◆ **PAGE**:
■ ■ ■ ■

04. Herbert’s TA78 R28 to Stephen Modell is an inadequate effort to correct the failure to make pertinent references to Karl Jaspers. Slavoj and Stephen do not, so Herbert slips in another reference to Jaspers again, and one to his vatic authority. Slavoj carefully did not make an evolutionism argument, so Herbert has to show how in three ways Jaspers has to be an “evolutionist”. First, a journal of science used the word in “Evolution in Action” and was popularized as the choice “Breakthrough of the Year (2005)”.  Second, that…choice…is enhanced religiously by the continued reference to vatic authority. Third, it is alleged that Karl Jaspers was given to evolutionism similar to Herbert’s evolutional view, and similar to that of a vatican, which is supposedly correct in so far as it participates in the way Herbert thinks. Herbert’s misrepresentation of Jaspers must be constantly combated, for what Herbert is trying to do is make Jaspers subject to the catholicity, the universal acceptance of Herbert’s ontologism, his evolutionism, his certainty regarding the immanental origin of humankind.

■ ■ ■ ■

◆ **SOURCE MATERIAL**:
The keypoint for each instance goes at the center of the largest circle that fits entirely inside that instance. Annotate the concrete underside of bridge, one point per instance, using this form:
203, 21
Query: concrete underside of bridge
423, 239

■ ■ ■ ■

Please carry on with the commentary above about Herbert's reading of Karl Jaspers, starting right after its final sentence.

◆ **REPLY**:
05. Anybody familiar with Jaspers should be prepared to comprehend that he would have nothing to do with that, and understands that the whole of Jaspers works’ slant away from such misuse of a vatic authority. If Herbert cannot show that his use of Jaspers’ name is relevant through his and his vatic evolutionism, then there is no justification for the continued use of the name in the title of his Website. He must make a unity of the three presumed authorities above. If a vatic can lay claim to and misuse a title like catholicity, then he can misuse the name of Jaspers.


1.1. In Jaspers’ Philosophy and The World, Selected Essays 1963 Henry Regnery Company, U.S.A., pp.125 through 133, he expresses himself clearly on the issue of “creation”. I’m placing that word in quotes--until later below--in an effort to remain objective regarding the constricting effects of creationism and evolutionism on science. Note “isms” are radical and contribute to schisms.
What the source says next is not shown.